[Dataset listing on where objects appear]
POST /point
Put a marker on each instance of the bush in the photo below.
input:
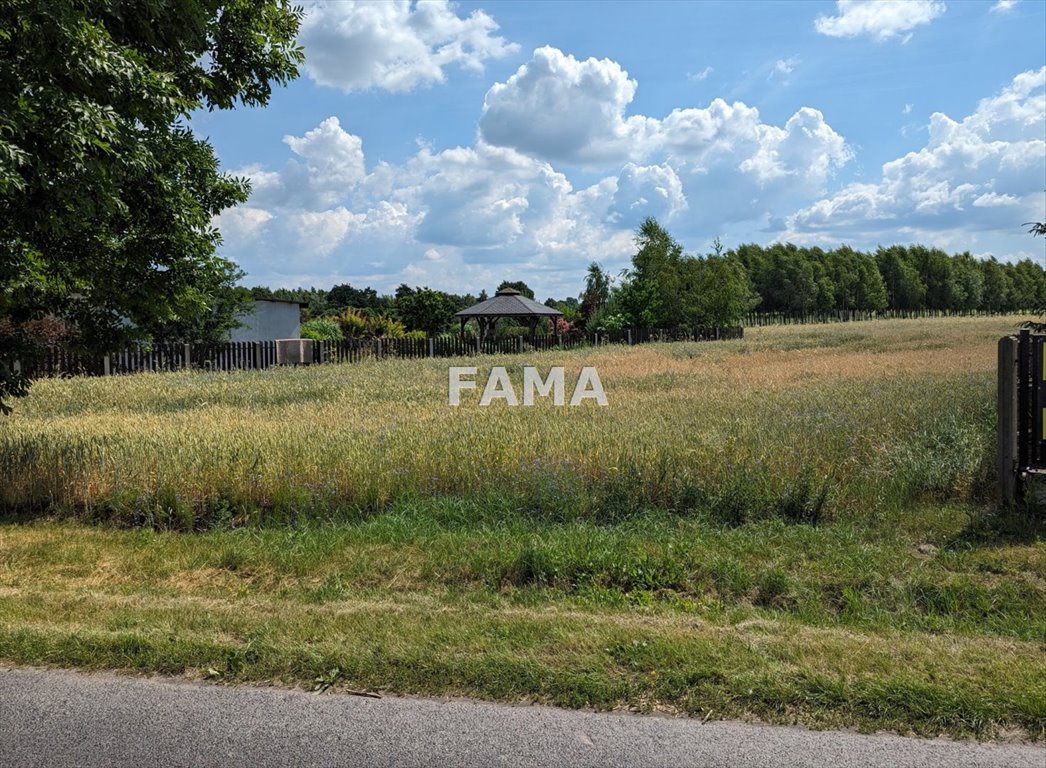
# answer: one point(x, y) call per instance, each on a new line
point(322, 329)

### [PROBLEM]
Rewrite the listing with "bush" changed to "shrub" and everything else left unchanged. Leave the pictures out.

### [OUTPUT]
POST /point
Put a marker on each instance of the shrub in the photo below.
input:
# answer: one point(x, y) call per instance, each on a new line
point(322, 329)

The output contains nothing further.